DESCRIPTION OF THE TASK: Could you retype the listing beneath, keeping each line exactly as it is?

######

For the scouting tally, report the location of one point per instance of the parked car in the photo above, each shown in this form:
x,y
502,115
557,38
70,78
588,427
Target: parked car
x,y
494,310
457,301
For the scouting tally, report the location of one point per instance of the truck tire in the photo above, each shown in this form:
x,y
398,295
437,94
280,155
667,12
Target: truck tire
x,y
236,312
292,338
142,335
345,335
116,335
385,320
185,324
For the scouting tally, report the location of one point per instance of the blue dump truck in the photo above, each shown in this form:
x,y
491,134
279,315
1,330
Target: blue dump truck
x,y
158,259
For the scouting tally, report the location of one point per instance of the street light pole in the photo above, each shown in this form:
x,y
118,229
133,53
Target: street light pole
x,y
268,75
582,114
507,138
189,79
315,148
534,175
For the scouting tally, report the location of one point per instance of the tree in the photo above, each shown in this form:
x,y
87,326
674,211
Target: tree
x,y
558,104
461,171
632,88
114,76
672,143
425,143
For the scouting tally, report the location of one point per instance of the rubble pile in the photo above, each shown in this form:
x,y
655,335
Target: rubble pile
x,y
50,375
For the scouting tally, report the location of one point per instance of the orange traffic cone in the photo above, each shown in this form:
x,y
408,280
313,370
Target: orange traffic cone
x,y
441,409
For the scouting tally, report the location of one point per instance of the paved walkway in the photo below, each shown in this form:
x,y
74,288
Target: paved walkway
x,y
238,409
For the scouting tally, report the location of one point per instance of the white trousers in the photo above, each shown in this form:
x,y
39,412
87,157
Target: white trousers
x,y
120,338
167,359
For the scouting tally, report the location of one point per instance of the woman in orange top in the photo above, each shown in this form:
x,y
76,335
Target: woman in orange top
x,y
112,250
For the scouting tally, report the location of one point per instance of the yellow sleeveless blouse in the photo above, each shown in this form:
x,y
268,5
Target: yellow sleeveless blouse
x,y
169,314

######

TASK SOLUTION:
For the scouting tally, report the location of one point per instance of the parked car in the photo above, each shown in this form:
x,y
502,115
557,38
70,78
588,427
Target: parked car
x,y
494,310
457,301
For the scouting tally, report the location of one point per instance of the truck tire in the photo above, each shown in this form:
x,y
398,295
437,94
280,155
667,12
Target: truck tire
x,y
236,312
292,338
142,335
345,335
116,335
385,320
185,324
For the scouting tally, report the location of one point per instance of the blue dump truck in the photo above, each shown in this form:
x,y
491,134
279,315
1,330
Target: blue dump truck
x,y
158,259
For the scouting tally, report the location of one point per instance of the street light pole in the photo above, each shown in this form:
x,y
118,229
133,53
Target: street light pole
x,y
268,75
582,114
507,138
189,79
315,148
534,175
For the scouting tally, report the location of one point per instance of the tree in the photo above, each shown in this form:
x,y
87,326
674,211
Target: tree
x,y
558,104
461,171
632,88
114,76
672,143
425,143
For the scouting tally, report the location of one point per instance of the rubble pile in the photo above, each shown in this form:
x,y
655,335
Target: rubble pile
x,y
50,375
For the scouting tally, report the location of one point per instance of the orange traffic cone in the photo above, each shown in this form:
x,y
408,280
313,370
Target: orange traffic cone
x,y
441,409
For the scouting tally, report the location of one point per instance of the paved walkway in the photo below, each shown in this form:
x,y
74,288
Target: paved walkway
x,y
238,409
For the scouting tally, report the location of one point per instance of the white trousers in the photo above, each shown in this form:
x,y
39,412
87,157
Target: white trousers
x,y
120,338
167,359
For the scouting tally, report the location of one point per instance of the woman in orange top in the photo above, each shown in this form:
x,y
76,335
Target: woman in orange top
x,y
112,250
For the scouting tally, report the location of one point per instance of the yellow sleeveless blouse in the photo above, each shown in this form:
x,y
268,5
Target: yellow sleeveless blouse
x,y
169,314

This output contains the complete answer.